• [About this task]:
Answer these questions from the passage below on the Tanaju in Egyptian records.
(a) In which Egyptian annals is the earliest textual reference to the Mycenaean world found?
(b) To which Classical Greek name may Denyen and Tanaju relate?
(c) In what years did Amenhotep III rule Egypt?

• [Document section]:
────────────────────

It has been proposed that Ekwesh of the Egyptian records may relate to Achaea (compared to Hittite Ahhiyawa), whereas Denyen and Tanaju may relate to Classical Greek Danaoi. The earliest textual reference to the Mycenaean world is in the Annals of Thutmosis III (c. 1479–1425 BC), which refers to messengers from the king of the Tanaju, c. 1437 BC, offering greeting gifts to the Egyptian king, in order to initiate diplomatic relations, when the latter campaigned in Syria.

Tanaju is also listed in an inscription at the Mortuary Temple of Amenhotep III. Amenhotep III ruled Egypt in c. 1382–1344 BC. A list of the cities and regions of the Tanaju is mentioned in this inscription. Among the cities listed are Mycenae, Nauplion, Kythera, Messenia and the Thebaid (region of Thebes).

────────────────────

• [Record excerpts]:
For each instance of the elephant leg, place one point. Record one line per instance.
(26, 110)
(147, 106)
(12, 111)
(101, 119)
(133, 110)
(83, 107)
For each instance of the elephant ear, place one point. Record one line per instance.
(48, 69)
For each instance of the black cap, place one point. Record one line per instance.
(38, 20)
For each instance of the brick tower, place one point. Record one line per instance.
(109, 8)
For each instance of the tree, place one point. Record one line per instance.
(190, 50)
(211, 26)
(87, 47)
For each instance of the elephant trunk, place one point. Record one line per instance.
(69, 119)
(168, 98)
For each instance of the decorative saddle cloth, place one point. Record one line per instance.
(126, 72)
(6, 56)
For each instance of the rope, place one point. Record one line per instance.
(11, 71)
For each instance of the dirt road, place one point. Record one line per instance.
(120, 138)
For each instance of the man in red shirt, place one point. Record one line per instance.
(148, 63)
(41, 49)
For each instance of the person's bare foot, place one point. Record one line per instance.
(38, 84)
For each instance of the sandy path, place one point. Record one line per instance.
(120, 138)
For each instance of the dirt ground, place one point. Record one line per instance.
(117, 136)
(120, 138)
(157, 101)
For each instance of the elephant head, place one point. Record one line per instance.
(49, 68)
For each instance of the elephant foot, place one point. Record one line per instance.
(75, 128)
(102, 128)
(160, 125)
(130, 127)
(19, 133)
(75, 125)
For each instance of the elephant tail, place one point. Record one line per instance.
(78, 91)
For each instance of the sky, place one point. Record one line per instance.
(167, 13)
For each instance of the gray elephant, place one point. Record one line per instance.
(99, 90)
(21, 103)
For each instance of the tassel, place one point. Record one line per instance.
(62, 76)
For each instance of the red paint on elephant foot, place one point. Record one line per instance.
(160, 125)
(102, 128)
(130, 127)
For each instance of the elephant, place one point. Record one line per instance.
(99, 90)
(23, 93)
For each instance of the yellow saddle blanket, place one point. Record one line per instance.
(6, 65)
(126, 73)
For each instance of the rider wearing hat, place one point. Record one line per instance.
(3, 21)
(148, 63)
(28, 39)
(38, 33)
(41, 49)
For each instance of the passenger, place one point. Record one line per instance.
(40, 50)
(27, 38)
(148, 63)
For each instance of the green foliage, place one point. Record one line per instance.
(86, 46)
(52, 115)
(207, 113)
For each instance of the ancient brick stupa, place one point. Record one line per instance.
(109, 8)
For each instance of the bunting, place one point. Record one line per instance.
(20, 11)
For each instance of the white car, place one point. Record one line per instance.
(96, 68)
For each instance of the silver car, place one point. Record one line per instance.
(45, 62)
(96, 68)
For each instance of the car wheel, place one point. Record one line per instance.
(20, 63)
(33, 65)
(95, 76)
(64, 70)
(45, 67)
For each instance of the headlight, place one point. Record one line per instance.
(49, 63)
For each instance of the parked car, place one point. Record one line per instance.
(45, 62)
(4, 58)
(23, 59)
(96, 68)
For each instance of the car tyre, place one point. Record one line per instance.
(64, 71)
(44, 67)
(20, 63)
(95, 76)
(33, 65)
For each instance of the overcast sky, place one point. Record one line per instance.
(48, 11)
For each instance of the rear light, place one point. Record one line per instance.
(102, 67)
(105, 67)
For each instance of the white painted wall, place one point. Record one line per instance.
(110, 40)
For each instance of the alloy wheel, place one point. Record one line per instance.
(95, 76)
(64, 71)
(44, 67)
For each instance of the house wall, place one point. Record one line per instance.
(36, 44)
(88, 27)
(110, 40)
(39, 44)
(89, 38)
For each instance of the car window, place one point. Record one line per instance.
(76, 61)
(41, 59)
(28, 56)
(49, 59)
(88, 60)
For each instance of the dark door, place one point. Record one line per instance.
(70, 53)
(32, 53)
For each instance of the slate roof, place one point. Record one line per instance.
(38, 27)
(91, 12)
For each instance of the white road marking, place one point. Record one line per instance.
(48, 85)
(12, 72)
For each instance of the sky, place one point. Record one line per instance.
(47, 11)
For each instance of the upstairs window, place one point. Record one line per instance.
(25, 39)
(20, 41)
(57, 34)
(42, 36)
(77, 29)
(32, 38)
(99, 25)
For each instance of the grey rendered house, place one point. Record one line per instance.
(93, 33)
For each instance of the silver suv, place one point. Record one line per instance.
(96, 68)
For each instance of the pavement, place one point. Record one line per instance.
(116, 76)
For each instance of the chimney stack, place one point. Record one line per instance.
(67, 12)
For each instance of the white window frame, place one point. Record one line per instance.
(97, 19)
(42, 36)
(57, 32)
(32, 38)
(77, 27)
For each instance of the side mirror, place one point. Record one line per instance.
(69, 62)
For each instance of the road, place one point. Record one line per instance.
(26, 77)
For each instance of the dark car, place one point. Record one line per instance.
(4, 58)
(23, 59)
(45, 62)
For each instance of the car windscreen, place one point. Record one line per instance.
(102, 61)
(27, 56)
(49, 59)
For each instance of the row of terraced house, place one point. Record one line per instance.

────────────────────

• [Problem solution]:
(a) The Annals of Thutmosis III (c. 1479–1425 BC)
(b) Danaoi
(c) c. 1382–1344 BC